Print the lines that run from the line with "Query: fallen leaf" to the line with "Query: tree trunk", keeping both end lines, exactly as they appear in the entries below, and nothing else.
Data records START
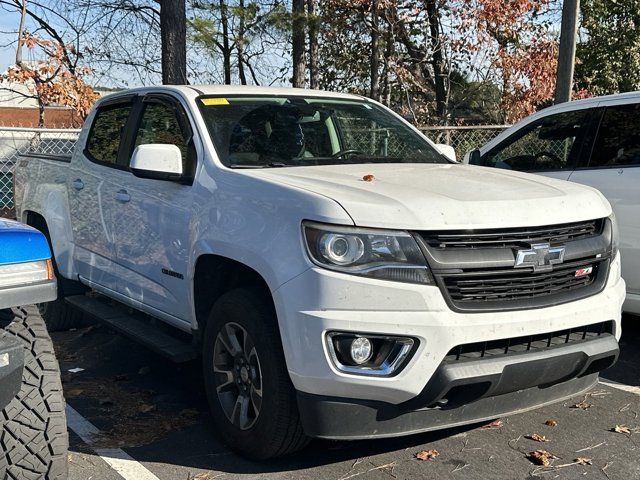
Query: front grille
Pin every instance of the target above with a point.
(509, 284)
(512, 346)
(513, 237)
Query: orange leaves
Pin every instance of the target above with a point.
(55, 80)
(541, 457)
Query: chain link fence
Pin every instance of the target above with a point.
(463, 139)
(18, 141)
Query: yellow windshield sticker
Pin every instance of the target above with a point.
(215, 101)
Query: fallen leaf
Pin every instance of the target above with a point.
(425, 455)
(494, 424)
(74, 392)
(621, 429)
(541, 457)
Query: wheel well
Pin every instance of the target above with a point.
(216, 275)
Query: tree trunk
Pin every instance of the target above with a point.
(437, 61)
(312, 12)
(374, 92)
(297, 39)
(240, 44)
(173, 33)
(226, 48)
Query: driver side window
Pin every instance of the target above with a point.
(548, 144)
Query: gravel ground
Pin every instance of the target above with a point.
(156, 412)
Data records END
Data records START
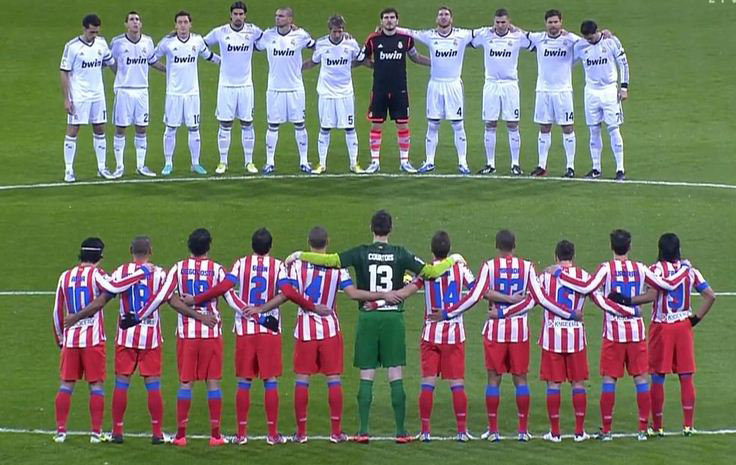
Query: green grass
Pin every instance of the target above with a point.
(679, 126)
Data records END
Data records START
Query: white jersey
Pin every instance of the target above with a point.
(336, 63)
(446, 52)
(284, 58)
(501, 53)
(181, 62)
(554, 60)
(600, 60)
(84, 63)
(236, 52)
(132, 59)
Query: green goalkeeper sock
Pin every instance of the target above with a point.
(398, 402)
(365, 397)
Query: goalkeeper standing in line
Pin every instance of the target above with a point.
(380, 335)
Data records END
* Solution for this problem:
Query: fallen leaf
Pin every instance of the target above with a point.
(425, 455)
(494, 424)
(74, 392)
(621, 429)
(541, 457)
Query: wheel well
Pin every instance of the target above with a point.
(216, 275)
Query: tree trunk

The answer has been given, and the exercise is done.